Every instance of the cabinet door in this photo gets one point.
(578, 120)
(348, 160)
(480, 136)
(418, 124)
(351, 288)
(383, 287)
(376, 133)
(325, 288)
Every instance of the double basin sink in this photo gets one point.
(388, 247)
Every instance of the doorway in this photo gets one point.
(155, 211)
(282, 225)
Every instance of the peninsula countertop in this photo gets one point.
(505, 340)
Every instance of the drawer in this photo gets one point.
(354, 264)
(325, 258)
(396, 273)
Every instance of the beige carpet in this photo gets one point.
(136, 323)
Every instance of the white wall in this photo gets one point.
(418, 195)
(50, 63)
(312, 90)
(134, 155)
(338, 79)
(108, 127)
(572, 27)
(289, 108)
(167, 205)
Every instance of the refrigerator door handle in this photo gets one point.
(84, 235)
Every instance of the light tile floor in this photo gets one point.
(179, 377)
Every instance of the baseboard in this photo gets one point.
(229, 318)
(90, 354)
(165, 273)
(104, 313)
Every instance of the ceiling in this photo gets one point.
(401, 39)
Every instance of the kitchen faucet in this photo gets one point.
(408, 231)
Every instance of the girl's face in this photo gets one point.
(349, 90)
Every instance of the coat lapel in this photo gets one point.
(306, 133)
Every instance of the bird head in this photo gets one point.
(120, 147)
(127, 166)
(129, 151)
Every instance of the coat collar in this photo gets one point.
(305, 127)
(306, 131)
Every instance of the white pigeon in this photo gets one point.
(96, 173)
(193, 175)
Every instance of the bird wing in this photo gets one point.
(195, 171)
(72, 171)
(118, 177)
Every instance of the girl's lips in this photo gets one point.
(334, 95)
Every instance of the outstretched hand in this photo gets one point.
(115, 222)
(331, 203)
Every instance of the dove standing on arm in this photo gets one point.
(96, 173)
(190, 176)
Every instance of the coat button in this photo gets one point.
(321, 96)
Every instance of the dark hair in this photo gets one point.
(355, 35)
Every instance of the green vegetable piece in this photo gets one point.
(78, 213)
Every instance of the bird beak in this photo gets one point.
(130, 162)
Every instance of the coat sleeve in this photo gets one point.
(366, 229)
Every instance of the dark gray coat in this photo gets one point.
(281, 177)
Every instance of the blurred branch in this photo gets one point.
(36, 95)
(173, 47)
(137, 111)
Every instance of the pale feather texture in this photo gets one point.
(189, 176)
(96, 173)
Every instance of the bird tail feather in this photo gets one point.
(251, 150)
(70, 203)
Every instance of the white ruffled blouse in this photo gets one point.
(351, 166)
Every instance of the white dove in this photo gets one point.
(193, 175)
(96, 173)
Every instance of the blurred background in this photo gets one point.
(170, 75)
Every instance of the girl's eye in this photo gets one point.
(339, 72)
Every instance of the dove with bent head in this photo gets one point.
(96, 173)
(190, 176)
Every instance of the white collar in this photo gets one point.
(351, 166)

# What to do:
Start to finish, restate the records above word for word.

# Response to the task:
Every instance of the cabinet door in this photo gets one point.
(578, 120)
(348, 160)
(480, 136)
(418, 124)
(351, 288)
(383, 287)
(376, 133)
(325, 288)
Every instance of the double basin sink in this photo gets one point.
(388, 247)
Every instance of the doorway in this photo gets one point.
(155, 211)
(282, 225)
Every instance of the peninsula countertop in this photo gets one point.
(505, 340)
Every instance of the drawer in this photo gets one point.
(354, 264)
(325, 258)
(396, 273)
Every instance of the beige carpet in this photo gets one point.
(136, 323)
Every instance of the white wall in this photo gets one point.
(418, 195)
(50, 63)
(312, 90)
(134, 155)
(338, 79)
(108, 127)
(572, 27)
(289, 108)
(167, 205)
Every instance of the refrigerator door handle in this photo gets one point.
(84, 235)
Every instance of the light tile floor in this photo gets one point.
(179, 377)
Every instance of the baseboard in this photo gets one point.
(229, 318)
(90, 354)
(165, 273)
(104, 313)
Every instance of the ceiling in this photo gets one point.
(401, 39)
Every instance of the kitchen faucet in this photo gets one point.
(408, 231)
Every instance of the girl's face in this photo gets one point.
(349, 90)
Every instance of the coat lapel in this photo gets one point.
(306, 133)
Every instance of the bird head in this photo gets one point.
(120, 147)
(127, 166)
(129, 151)
Every instance of the coat collar in this photo gets one point.
(305, 127)
(306, 131)
Every instance of the white pigeon in this photo gets one point.
(96, 173)
(193, 175)
Every instance of the bird wing in this photo gets one point.
(195, 171)
(72, 171)
(118, 177)
Every instance of the girl's lips in this photo gets one point.
(334, 95)
Every instance of the outstretched hand in this photo gets one point.
(115, 222)
(331, 203)
Every instance of the dove standing on arm in this photo gets one point.
(96, 173)
(190, 176)
Every instance of the coat button in this photo gets one point.
(321, 96)
Every instance of the dark hair in this photo gets one point.
(355, 35)
Every instance of the green vegetable piece in this photo gets one point.
(78, 213)
Every instance of the bird beak in this photo gets one point.
(130, 162)
Every instance of the coat sleeve in this photo gets one point.
(366, 229)
Every instance of the dark gray coat in this photo gets one point.
(281, 177)
Every instance of the blurred branch in this photo gets one point.
(36, 95)
(173, 47)
(137, 111)
Every instance of the pale feather texture in this photo gets one point.
(189, 176)
(96, 173)
Every instance of the bird tail feather in this photo gets one point.
(251, 150)
(70, 203)
Every instance of the white ruffled blouse in this photo gets one point.
(351, 166)
Every instance of the white dove in this photo gets one point.
(193, 175)
(96, 173)
Every instance of the blurred background in this photo gets one point.
(170, 75)
Every instance of the girl's eye in this photo gets one point.
(339, 72)
Every instance of the dove with bent head in this photo gets one point.
(96, 173)
(190, 176)
Every instance of the white collar in this photo gets one point.
(351, 166)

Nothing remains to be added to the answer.